(Data items)
::::
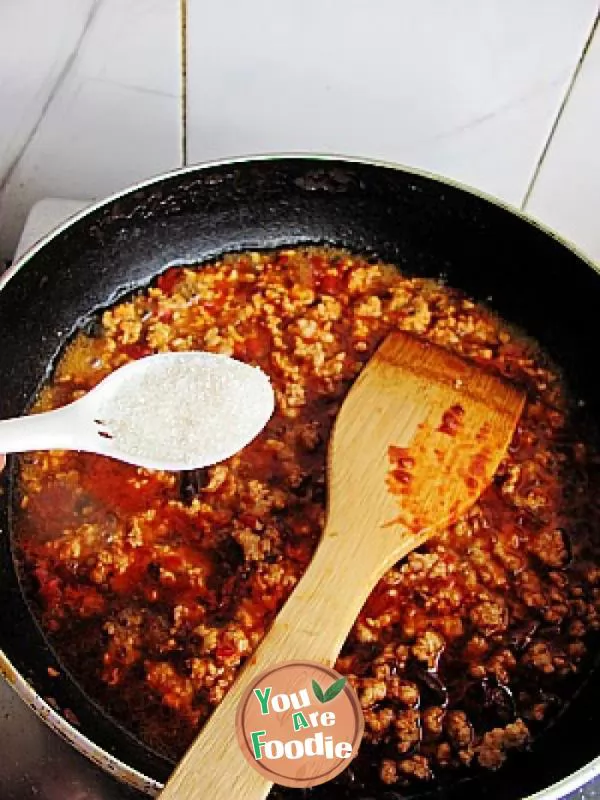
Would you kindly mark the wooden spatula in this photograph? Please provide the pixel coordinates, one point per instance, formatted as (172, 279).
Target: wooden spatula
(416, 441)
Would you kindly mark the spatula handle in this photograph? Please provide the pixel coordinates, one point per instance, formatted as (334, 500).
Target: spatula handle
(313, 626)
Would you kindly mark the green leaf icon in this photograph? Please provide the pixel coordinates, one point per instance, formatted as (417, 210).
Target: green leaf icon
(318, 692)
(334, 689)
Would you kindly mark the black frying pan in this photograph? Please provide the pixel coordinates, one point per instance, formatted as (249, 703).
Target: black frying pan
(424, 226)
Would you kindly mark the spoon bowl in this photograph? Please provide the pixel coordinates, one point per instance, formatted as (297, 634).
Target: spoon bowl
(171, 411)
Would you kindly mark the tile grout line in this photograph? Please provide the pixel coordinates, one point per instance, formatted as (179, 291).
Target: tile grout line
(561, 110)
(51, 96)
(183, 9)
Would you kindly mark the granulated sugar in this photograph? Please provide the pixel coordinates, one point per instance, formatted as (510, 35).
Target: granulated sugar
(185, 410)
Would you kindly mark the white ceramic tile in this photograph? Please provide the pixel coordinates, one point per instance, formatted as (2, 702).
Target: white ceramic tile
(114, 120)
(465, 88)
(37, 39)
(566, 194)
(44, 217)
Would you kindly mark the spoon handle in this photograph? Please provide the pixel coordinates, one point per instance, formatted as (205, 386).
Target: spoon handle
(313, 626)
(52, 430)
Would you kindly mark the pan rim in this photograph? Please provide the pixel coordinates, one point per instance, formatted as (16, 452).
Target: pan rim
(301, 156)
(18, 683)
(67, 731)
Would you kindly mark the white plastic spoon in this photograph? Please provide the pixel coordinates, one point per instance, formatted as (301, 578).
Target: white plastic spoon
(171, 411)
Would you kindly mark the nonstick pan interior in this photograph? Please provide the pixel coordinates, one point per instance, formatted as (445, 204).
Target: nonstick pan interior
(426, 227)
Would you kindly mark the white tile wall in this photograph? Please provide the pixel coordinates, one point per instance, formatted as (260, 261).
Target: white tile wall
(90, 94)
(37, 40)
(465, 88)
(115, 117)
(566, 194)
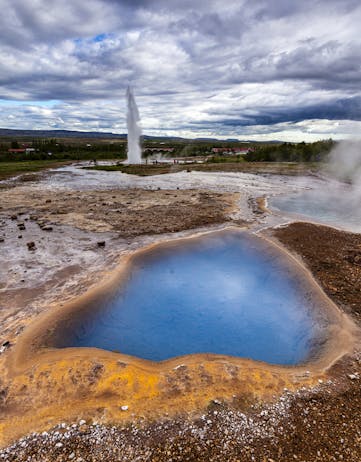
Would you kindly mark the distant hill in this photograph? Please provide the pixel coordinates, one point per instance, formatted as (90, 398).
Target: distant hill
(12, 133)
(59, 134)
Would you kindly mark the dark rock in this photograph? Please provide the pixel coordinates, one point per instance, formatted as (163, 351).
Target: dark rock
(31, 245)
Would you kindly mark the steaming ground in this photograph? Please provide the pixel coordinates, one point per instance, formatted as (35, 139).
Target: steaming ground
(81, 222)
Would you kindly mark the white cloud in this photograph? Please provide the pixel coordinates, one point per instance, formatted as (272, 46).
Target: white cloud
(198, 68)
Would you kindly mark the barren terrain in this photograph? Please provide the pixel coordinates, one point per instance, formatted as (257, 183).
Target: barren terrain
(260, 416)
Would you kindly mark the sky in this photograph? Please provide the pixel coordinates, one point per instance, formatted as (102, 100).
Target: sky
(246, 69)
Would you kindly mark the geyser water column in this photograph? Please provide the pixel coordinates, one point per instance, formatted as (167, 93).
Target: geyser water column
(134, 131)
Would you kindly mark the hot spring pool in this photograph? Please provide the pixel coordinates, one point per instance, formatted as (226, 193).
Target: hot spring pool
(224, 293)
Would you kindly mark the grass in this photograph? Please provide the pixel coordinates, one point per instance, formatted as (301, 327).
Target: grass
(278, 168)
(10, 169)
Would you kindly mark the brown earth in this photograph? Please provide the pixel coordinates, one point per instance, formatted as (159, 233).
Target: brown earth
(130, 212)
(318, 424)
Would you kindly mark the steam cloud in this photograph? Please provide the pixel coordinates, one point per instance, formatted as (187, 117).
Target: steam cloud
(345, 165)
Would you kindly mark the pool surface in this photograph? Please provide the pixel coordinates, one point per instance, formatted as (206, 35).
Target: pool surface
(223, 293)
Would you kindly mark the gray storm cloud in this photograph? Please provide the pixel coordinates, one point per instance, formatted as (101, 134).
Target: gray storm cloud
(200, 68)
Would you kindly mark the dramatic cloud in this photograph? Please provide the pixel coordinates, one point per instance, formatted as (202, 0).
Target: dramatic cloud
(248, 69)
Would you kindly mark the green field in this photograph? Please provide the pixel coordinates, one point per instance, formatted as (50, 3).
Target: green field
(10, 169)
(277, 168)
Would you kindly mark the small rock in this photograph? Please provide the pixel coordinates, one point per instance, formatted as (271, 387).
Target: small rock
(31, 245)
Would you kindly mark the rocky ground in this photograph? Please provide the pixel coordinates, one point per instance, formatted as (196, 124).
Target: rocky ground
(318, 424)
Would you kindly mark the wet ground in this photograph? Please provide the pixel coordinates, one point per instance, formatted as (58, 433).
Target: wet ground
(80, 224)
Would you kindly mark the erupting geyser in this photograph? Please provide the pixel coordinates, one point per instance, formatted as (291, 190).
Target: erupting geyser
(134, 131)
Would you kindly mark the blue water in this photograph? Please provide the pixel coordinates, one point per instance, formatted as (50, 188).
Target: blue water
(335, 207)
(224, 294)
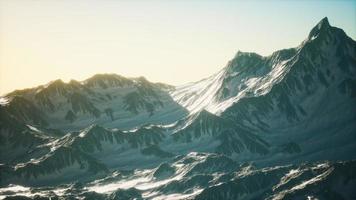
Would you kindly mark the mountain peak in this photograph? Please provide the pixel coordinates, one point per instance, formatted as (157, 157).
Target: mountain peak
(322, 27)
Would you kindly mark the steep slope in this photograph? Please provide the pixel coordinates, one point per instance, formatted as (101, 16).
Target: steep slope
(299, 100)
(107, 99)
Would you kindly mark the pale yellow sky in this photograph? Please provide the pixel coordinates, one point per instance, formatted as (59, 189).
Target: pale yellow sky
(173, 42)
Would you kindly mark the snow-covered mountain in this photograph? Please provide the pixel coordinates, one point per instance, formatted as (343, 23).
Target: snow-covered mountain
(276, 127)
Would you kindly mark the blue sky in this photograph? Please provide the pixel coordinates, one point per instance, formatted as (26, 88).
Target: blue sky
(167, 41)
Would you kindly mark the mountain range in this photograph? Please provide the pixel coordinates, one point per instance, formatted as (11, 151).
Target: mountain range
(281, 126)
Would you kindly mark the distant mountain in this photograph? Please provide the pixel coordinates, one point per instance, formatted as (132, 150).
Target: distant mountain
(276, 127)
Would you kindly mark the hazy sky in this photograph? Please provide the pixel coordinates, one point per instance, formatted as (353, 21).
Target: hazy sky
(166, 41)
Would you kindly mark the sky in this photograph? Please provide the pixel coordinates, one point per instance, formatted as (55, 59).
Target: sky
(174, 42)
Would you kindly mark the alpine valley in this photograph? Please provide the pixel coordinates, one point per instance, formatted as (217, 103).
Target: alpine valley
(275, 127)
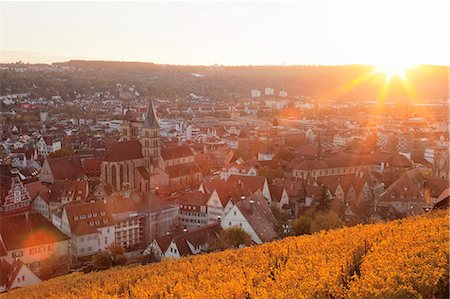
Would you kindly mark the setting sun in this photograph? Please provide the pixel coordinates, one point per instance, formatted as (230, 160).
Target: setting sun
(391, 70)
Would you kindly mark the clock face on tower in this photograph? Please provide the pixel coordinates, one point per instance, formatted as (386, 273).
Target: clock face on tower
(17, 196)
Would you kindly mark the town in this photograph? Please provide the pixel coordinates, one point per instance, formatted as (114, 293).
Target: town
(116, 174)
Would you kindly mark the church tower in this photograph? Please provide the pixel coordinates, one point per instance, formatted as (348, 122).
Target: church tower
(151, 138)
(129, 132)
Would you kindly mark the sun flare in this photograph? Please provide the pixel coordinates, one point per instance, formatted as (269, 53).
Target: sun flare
::::
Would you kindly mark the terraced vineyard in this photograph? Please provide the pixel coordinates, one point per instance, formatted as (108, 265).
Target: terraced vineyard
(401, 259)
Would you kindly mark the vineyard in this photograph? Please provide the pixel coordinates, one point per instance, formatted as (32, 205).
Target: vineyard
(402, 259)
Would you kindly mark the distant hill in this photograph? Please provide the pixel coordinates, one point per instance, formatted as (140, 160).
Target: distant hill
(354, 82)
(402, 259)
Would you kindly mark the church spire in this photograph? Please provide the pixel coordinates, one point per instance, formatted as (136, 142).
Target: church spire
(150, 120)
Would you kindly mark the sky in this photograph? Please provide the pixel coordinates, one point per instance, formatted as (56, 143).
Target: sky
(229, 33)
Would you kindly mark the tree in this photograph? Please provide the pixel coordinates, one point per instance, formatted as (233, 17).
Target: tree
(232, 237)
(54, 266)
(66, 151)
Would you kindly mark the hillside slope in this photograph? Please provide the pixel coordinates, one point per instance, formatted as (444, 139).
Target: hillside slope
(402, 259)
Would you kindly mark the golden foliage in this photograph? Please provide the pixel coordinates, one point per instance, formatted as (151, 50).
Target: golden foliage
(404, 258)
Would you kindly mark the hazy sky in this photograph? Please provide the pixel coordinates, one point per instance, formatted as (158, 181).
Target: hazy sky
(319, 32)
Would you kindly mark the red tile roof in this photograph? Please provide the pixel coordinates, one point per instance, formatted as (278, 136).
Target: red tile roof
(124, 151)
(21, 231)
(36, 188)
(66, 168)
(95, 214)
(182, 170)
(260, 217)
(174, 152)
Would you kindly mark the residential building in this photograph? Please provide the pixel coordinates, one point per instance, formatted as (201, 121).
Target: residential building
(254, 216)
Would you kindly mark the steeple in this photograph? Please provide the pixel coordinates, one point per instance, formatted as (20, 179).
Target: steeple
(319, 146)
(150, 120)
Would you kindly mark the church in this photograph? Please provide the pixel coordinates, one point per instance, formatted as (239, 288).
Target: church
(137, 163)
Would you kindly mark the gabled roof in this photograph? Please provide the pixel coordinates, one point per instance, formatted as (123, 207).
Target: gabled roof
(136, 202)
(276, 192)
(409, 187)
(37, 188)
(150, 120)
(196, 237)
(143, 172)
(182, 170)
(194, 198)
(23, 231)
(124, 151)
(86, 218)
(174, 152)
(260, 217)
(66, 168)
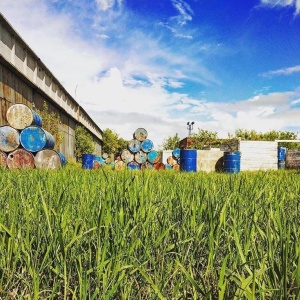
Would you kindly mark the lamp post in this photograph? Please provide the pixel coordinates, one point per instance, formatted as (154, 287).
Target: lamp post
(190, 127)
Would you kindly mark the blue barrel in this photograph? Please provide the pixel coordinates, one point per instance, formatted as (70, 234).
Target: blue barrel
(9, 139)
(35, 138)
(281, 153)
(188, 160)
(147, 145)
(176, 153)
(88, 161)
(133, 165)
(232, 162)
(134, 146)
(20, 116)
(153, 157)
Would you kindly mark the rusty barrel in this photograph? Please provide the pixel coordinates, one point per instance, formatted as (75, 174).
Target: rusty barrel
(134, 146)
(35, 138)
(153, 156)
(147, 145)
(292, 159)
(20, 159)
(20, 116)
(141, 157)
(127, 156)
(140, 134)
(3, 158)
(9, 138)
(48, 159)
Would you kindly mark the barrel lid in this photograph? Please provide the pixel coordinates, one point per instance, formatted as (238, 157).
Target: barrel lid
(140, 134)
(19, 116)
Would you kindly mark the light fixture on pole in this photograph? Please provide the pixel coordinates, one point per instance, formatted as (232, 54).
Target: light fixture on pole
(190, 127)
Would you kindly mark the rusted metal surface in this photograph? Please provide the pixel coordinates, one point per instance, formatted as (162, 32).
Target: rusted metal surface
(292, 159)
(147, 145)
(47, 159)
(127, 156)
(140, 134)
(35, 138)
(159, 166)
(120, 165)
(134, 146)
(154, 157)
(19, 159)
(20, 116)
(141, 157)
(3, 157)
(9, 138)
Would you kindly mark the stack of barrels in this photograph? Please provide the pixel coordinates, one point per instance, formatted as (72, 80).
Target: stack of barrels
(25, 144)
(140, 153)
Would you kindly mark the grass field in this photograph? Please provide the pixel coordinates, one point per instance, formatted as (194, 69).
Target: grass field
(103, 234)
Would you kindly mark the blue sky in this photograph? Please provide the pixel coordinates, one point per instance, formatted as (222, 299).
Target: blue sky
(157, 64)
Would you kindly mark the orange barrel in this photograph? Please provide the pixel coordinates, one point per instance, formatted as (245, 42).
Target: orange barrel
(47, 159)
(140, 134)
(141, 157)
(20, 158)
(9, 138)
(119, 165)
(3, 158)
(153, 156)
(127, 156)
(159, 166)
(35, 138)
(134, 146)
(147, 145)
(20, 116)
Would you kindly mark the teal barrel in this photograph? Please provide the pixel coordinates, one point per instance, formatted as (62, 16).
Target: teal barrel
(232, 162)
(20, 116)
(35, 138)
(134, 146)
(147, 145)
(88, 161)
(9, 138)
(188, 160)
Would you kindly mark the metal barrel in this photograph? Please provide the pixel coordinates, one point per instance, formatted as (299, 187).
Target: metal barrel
::::
#### [What to work on]
Show all lines from the entries that hold "flare".

#### [Response area]
Would you kindly mark the sun flare in this photograph? Please provide the pixel coordinates, one point per instance, formatted as (269, 53).
Target: sun flare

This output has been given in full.